#### Exercise material ####

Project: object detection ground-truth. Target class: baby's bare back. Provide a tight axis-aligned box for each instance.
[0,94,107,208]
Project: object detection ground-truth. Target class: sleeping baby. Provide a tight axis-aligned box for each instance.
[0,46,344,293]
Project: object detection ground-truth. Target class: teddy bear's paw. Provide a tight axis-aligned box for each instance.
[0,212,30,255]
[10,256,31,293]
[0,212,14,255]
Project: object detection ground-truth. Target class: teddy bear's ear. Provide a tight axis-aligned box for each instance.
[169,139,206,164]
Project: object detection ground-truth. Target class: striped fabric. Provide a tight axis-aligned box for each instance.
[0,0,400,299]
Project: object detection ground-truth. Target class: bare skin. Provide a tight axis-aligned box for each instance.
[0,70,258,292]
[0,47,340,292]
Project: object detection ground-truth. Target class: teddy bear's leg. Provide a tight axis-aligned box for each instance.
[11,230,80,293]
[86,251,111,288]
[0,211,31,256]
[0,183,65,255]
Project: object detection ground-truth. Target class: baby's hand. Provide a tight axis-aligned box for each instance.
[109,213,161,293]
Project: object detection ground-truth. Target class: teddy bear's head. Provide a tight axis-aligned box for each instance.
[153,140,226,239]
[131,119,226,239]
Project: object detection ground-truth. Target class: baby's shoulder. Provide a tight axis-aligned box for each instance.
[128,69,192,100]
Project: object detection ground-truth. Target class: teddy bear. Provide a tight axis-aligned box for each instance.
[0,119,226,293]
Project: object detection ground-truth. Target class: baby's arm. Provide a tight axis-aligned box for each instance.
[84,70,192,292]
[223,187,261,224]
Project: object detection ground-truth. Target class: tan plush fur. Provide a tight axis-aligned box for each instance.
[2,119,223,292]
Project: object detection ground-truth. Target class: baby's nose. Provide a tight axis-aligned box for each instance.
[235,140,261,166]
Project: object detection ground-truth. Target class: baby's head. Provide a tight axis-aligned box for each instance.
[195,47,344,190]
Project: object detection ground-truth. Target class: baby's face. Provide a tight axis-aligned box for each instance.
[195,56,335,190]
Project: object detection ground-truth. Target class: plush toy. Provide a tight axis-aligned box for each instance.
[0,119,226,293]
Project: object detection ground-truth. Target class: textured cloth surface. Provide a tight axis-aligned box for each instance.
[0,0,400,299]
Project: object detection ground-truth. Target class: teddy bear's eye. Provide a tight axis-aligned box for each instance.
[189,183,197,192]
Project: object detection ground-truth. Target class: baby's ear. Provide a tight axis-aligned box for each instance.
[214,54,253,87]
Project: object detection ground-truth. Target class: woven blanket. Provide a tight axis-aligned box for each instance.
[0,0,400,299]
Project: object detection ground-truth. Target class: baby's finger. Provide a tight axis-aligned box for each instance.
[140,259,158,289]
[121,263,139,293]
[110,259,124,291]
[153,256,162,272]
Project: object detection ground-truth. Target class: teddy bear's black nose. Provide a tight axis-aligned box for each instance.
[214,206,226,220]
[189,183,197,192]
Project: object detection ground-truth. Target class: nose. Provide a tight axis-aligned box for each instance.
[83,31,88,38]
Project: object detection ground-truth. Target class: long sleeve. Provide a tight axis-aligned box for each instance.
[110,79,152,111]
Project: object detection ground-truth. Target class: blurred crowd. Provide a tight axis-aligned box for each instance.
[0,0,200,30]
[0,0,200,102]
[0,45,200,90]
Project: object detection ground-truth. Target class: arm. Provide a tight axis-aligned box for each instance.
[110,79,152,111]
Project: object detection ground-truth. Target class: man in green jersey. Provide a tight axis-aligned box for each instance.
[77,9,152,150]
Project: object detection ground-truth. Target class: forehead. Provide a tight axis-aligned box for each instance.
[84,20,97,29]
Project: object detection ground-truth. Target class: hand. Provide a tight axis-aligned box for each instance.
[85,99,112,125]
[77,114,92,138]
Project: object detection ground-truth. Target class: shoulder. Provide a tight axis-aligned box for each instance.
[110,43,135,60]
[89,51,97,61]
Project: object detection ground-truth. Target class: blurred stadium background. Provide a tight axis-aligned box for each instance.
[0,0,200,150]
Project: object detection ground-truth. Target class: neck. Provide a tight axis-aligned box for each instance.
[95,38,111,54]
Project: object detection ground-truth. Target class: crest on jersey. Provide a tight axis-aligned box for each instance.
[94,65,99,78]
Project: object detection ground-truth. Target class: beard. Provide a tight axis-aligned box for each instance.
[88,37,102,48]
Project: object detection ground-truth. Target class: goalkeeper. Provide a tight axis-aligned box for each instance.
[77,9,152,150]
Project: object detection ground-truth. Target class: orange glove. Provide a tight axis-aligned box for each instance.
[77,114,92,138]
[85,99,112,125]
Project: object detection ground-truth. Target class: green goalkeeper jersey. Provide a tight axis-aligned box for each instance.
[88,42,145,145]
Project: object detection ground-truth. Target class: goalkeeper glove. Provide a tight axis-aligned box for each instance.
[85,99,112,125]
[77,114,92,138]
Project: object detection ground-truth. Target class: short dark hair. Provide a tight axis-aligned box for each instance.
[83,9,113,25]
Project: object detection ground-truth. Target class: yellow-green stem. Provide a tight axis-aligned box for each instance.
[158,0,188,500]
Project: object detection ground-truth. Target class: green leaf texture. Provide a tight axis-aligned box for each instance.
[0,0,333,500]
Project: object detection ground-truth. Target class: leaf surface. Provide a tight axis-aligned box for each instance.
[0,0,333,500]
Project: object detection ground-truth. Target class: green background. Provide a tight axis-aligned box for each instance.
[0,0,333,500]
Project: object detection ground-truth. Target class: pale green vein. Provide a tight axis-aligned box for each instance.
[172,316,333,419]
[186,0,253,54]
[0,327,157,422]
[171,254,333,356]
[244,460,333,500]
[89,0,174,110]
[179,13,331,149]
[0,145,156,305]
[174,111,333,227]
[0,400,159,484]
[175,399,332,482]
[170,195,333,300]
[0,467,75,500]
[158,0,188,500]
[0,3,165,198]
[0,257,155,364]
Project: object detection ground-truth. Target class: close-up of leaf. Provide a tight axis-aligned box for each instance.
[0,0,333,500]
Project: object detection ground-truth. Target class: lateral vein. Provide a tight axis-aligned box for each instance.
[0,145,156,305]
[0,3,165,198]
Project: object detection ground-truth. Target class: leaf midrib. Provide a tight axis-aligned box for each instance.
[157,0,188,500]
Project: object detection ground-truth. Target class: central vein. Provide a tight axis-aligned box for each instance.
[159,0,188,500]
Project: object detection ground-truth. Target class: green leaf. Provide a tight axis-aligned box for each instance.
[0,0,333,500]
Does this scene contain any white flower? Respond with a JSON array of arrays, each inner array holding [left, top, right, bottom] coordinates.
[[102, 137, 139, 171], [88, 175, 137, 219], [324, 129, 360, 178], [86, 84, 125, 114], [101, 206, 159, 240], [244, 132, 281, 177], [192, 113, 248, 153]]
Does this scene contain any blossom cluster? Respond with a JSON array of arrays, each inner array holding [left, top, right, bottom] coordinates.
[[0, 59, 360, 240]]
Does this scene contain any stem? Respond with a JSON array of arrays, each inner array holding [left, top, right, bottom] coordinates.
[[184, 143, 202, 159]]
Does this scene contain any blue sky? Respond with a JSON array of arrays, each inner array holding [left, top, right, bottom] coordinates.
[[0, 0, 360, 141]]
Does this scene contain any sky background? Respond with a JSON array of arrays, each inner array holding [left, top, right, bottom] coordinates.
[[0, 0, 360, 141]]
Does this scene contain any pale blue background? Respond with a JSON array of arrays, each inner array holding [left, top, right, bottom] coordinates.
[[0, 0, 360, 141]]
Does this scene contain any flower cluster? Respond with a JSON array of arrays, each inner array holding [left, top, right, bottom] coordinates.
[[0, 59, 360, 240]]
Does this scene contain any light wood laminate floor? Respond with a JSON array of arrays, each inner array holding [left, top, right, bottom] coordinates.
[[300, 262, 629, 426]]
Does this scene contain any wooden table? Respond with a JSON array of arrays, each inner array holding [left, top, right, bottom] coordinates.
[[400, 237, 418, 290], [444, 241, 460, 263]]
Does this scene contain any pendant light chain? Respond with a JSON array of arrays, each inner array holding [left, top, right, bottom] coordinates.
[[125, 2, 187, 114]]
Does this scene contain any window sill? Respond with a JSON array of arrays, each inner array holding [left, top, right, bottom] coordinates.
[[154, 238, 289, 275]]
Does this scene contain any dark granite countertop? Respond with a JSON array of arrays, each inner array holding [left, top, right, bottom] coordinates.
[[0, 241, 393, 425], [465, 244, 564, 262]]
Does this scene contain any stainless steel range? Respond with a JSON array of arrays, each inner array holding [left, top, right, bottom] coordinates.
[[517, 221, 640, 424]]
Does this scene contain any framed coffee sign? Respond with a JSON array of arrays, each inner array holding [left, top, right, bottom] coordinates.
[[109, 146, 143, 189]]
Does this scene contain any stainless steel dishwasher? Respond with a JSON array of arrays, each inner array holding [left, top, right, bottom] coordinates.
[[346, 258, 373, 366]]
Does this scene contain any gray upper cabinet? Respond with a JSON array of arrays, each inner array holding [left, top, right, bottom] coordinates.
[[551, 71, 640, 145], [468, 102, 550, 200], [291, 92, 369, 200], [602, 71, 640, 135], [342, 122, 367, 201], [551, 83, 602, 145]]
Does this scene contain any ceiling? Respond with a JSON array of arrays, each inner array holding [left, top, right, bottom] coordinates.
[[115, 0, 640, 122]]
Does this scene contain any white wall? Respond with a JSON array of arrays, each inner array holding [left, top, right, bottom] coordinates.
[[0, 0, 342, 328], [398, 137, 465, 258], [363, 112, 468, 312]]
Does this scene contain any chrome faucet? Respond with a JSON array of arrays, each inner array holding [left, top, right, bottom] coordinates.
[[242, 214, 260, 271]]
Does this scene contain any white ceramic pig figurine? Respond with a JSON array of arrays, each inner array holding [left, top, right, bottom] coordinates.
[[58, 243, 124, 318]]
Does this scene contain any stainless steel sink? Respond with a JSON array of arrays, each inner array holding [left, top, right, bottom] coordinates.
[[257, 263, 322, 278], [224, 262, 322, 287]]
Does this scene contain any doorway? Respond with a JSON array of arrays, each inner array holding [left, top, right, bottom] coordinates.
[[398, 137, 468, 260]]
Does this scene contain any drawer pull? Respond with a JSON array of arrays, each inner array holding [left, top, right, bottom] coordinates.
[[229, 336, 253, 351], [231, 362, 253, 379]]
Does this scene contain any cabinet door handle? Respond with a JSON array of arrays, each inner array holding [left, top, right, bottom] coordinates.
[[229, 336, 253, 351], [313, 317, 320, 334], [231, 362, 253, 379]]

####

Stated exercise: Reproduce the listing from the line containing "Does this scene contain any drawer" through its end, replacing "Respond" with "Reply" and leaving everything else unchanged.

Response below:
Does this scene contain any drawer pull? Reply with a JSON array of arrays, each inner array holding [left, top, right, bottom] coordinates.
[[229, 336, 253, 351], [231, 362, 253, 379]]
Does this scene contain any cabinet door handle? Reply with a JSON array of arrays, each inner array holding [left, top, right, bottom] coordinates.
[[229, 336, 253, 351], [313, 317, 320, 334], [231, 362, 253, 379]]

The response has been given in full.